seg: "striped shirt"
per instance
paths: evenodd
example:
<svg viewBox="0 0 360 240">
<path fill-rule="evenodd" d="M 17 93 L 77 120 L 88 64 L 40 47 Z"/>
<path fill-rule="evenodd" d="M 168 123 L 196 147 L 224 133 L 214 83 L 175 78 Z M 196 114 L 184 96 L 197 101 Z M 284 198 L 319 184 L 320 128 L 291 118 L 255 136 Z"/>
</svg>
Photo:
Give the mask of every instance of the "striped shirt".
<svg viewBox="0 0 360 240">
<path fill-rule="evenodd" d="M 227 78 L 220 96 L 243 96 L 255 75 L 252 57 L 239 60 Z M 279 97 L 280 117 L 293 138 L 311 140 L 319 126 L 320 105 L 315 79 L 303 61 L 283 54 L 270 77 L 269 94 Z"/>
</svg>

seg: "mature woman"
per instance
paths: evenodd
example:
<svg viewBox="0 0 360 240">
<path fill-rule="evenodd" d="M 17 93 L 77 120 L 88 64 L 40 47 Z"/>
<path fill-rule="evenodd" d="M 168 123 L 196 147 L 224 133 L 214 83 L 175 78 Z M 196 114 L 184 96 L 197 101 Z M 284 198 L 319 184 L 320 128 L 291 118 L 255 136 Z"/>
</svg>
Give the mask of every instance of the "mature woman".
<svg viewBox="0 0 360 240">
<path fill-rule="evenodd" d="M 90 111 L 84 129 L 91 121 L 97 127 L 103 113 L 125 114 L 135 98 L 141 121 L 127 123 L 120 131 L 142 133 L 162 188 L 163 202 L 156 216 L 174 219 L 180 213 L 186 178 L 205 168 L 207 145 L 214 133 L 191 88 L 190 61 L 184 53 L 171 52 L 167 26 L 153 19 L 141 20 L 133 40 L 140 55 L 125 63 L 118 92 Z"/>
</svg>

-.-.-

### PROMPT
Transcribe the material so that every line matches the original exactly.

### TASK SOLUTION
seg: "striped shirt"
per instance
paths: evenodd
example:
<svg viewBox="0 0 360 240">
<path fill-rule="evenodd" d="M 17 93 L 77 120 L 88 64 L 40 47 Z"/>
<path fill-rule="evenodd" d="M 168 123 L 196 147 L 224 133 L 214 83 L 175 78 Z M 196 114 L 184 96 L 197 101 Z M 284 198 L 319 184 L 320 128 L 291 118 L 255 136 Z"/>
</svg>
Photo:
Give the mask of every instance of the "striped shirt".
<svg viewBox="0 0 360 240">
<path fill-rule="evenodd" d="M 227 78 L 220 96 L 243 96 L 255 75 L 252 57 L 239 60 Z M 279 97 L 280 117 L 293 138 L 311 140 L 319 126 L 320 105 L 315 79 L 303 61 L 283 54 L 270 77 L 269 94 Z"/>
</svg>

seg: "mature woman"
per instance
paths: evenodd
example:
<svg viewBox="0 0 360 240">
<path fill-rule="evenodd" d="M 17 93 L 77 120 L 88 64 L 40 47 Z"/>
<path fill-rule="evenodd" d="M 168 123 L 196 147 L 224 133 L 214 83 L 175 78 Z M 196 114 L 184 96 L 197 101 Z M 284 198 L 319 184 L 320 128 L 291 118 L 255 136 Z"/>
</svg>
Give the mask of every instance of the "mature woman".
<svg viewBox="0 0 360 240">
<path fill-rule="evenodd" d="M 90 111 L 84 129 L 91 121 L 97 127 L 103 113 L 125 114 L 135 98 L 141 121 L 127 123 L 120 131 L 142 133 L 162 188 L 163 202 L 156 216 L 174 219 L 180 213 L 186 178 L 205 168 L 207 145 L 214 133 L 191 88 L 190 61 L 184 53 L 171 52 L 167 26 L 153 19 L 141 20 L 133 40 L 140 55 L 125 63 L 118 92 Z"/>
</svg>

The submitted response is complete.